# MYD-Datei - wie öffnen?



## eryakaas (11. August 2004)

Hallo liebe Leute,

mein Kollege hat ein Anwendung erstellt, die MySQL als Datenbank benutzt. Über ein Webinterface erstellte Einträge wurden in einer Datei namens user.myd gespeichert. Womit kann man eine solche Datei sinnvoll öffnen, um überflüssige und Testeinträge zu löschen? Das Webinterface bietet keine Löschfunktion an. - Dass die Daten wirklich drinstehen, weiß ich, weil ich mit nem Texteditor reingeschaut habe; zum Bearbeiten ist das natürlich keine Lösung.

Ich selbst habe keine Ahnung von MySQL, möchte die ganze Anwendung wirklich nur benutzen.

Falls euch zum Beantworten noch Angaben fehlen, von denen ich wahrscheinlich gar nicht weiß, dass es sie überhaupt gibt :-D, dann sagt mir bitte, welche.

Besten Dank!


----------



## German (11. August 2004)

> _Original geschrieben von eryakaas _
> *mein Kollege hat ein Anwendung erstellt, die MySQL als Datenbank benutzt. Über ein Webinterface erstellte Einträge wurden in einer Datei namens user.myd gespeichert. Womit kann man eine solche Datei sinnvoll öffnen, um überflüssige und Testeinträge zu löschen? Das Webinterface bietet keine Löschfunktion an.*


Bist Du sicher, daß Dein Kollege das nicht bewußt gemacht hat?

§ Ausgangsmaterial
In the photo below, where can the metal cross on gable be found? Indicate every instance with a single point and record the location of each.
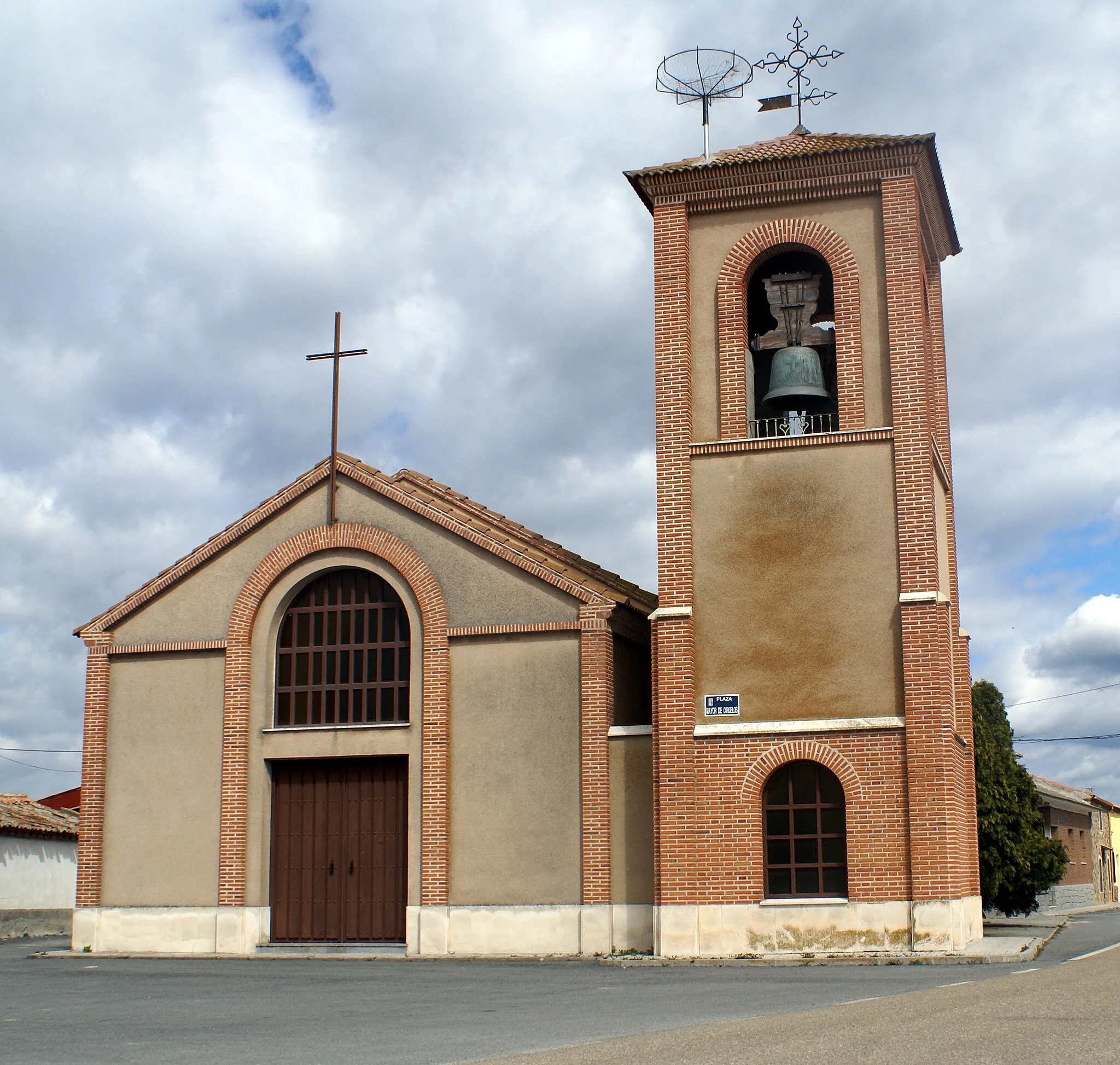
(336, 356)
(798, 59)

§ Aufgaben
(A) Prüfe, ob die folgenden Aussagen mit dem Thread zur MYD-Datei übereinstimmen, und belege jede Antwort mit einem wörtlichen Zitat: (i) Der Kollege hat eine Anwendung erstellt, die MySQL als Datenbank benutzt. (ii) Das Webinterface bietet eine Löschfunktion an. (iii) Der Fragesteller hat die Datei mit einem Texteditor angesehen.
(B) Schreibe den Thread zur MYD-Datei ab der Stelle weiter, an der er endet.

§ Lösungen
(A)
(i) Ja: „mein Kollege hat ein Anwendung erstellt, die MySQL als Datenbank benutzt.“
(ii) Nein: „Das Webinterface bietet keine Löschfunktion an.“
(iii) Ja: „weil ich mit nem Texteditor reingeschaut habe“

(B)
Direkt in der .myd würd ich mal gar nix machen, Du läufst Gefahr die ganze DB zu schrotten.

Testeinträge löschen kannst Du z.B. mit phpMyAdmin, ist auch ein Webinterface.



> Ich selbst habe keine Ahnung von MySQL


Dann warte lieber bis Dein Kollege wieder da ist


----------



## eryakaas (12. August 2004)

Lieber German,

immerhin hat mich deine Antwort ermutigt, es noch einmal selbst zu probieren. Auf dem Rechner meines !ehemaligen! Kollegen fand ich das Programm MySQL Front, was wohl denselben Zweck erfüllt wie das von Dir empfohlene. Damit hab ich genau das hinbekommen, was ich wollte: eine ordentlich angezeigte Tabelle, mit der man ordentlich Einträge bearbeiten kann. 
Hast ja grundsätzlich Recht mit Deinem Rat zur Vorsicht, aber ich wollte wirklich nicht wild in Dateien herumwursten, darum frag ich ja vorher ;-)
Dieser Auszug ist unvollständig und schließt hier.